Extract and repeat verbatim the lines from the one containing "the beige bucket" through the end of the records below, including both.

### Material to process ###

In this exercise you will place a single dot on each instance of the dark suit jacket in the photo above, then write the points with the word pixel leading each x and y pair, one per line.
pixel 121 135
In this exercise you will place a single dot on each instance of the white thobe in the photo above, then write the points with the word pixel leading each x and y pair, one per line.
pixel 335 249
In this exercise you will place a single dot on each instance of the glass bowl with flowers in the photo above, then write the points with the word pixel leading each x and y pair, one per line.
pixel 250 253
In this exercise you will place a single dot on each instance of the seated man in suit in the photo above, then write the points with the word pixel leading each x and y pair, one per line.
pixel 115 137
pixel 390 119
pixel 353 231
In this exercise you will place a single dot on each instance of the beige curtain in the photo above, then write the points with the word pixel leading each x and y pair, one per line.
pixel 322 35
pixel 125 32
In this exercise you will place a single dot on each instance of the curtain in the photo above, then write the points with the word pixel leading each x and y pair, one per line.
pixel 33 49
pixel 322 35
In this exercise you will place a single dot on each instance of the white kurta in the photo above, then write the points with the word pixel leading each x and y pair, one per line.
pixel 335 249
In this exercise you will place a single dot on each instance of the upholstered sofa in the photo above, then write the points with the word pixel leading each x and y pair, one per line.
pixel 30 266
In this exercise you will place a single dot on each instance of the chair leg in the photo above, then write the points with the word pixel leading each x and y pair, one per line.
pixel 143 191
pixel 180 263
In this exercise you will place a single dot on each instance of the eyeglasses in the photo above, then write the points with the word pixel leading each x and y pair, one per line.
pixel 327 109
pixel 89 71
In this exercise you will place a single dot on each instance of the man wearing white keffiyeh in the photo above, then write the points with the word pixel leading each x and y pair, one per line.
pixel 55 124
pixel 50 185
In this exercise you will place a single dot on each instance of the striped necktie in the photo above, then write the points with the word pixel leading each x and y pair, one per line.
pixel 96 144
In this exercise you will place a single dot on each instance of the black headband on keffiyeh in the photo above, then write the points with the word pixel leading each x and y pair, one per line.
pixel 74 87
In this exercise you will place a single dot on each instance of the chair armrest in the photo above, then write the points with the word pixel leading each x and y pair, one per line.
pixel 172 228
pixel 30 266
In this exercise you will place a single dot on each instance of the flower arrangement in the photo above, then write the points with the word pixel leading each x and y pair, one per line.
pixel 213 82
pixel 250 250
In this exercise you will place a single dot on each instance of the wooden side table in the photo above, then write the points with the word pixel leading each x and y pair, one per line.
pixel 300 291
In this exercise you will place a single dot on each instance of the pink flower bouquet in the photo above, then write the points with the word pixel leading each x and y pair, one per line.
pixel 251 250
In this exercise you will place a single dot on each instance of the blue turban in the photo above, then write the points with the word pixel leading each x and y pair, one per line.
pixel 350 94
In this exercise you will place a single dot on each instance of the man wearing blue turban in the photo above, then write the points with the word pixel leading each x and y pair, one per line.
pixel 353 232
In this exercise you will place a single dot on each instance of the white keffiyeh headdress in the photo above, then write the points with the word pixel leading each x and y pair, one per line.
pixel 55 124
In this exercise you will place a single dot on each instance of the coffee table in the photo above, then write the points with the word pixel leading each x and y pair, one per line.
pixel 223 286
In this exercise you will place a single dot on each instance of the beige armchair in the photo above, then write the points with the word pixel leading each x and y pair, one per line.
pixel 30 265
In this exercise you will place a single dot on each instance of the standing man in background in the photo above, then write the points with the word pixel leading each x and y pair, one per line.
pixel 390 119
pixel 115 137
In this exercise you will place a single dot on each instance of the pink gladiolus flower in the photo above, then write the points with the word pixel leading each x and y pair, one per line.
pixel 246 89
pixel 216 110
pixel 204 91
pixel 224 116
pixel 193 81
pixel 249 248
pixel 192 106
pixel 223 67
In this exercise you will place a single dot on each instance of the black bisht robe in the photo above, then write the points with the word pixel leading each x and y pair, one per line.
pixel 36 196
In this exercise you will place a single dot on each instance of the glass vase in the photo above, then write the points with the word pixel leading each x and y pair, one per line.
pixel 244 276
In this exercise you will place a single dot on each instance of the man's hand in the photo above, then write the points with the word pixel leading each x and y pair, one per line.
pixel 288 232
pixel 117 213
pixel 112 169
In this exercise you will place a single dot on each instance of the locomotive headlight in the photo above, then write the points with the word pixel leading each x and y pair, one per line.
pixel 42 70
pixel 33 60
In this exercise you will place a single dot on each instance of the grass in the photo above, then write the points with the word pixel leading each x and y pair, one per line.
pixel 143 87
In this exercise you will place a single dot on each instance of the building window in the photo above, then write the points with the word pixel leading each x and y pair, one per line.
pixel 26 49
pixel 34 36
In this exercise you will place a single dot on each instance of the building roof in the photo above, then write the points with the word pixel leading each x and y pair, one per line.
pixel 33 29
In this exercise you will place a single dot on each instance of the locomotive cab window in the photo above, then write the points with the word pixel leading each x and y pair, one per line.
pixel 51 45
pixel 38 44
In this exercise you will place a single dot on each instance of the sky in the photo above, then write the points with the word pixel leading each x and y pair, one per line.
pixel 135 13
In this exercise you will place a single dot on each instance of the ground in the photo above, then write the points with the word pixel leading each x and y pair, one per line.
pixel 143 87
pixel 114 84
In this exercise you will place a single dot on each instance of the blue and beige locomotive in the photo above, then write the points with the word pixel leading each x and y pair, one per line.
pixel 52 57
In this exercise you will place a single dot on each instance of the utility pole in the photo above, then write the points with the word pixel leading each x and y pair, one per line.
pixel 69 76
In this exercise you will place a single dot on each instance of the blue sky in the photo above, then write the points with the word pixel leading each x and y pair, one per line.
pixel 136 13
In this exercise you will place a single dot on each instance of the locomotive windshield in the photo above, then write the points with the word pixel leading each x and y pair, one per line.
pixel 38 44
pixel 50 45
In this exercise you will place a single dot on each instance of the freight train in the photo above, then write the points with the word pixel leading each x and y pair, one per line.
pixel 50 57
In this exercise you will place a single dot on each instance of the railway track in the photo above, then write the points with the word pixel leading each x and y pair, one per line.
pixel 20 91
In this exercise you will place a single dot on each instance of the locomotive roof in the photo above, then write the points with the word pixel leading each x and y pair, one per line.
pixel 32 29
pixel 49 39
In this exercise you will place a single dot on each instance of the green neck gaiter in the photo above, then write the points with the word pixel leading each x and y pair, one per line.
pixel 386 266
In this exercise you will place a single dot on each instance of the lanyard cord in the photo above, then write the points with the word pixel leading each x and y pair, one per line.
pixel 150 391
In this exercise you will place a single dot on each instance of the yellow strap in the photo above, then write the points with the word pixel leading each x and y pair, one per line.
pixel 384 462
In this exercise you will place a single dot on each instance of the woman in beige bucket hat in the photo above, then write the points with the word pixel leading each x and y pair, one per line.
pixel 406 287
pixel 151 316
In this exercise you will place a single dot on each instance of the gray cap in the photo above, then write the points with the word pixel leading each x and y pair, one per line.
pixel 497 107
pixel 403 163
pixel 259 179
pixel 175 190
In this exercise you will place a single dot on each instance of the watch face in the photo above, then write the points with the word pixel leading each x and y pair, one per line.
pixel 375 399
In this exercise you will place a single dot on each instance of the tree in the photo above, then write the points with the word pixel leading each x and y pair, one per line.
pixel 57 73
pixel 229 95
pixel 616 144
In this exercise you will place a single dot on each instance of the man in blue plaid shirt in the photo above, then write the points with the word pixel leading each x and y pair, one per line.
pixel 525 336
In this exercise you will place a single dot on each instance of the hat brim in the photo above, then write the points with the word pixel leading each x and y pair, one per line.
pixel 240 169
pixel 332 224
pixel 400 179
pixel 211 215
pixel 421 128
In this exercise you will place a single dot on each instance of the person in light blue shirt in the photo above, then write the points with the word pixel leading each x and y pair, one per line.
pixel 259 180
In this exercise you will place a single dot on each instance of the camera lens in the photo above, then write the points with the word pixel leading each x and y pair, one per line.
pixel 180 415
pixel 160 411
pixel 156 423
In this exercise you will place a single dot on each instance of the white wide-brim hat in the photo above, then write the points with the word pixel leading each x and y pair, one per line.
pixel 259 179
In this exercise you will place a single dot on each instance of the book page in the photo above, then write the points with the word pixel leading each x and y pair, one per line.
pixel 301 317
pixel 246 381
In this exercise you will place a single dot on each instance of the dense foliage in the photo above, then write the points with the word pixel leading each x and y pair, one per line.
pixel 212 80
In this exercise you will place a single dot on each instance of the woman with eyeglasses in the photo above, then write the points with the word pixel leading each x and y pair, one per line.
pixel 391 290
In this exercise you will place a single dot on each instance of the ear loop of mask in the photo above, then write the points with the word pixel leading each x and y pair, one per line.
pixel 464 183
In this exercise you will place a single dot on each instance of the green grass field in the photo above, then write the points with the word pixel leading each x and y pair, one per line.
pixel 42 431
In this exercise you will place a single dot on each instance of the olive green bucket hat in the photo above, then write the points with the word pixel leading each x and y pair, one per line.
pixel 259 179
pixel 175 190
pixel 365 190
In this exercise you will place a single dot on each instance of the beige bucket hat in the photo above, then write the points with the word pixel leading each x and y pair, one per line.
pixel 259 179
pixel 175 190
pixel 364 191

###

Response for this exercise:
In this exercise you will place a single dot on each instance of the beige bucket hat in the photo above, then write the points with the word pixel leading each x and y pair, one per line.
pixel 259 179
pixel 175 190
pixel 364 191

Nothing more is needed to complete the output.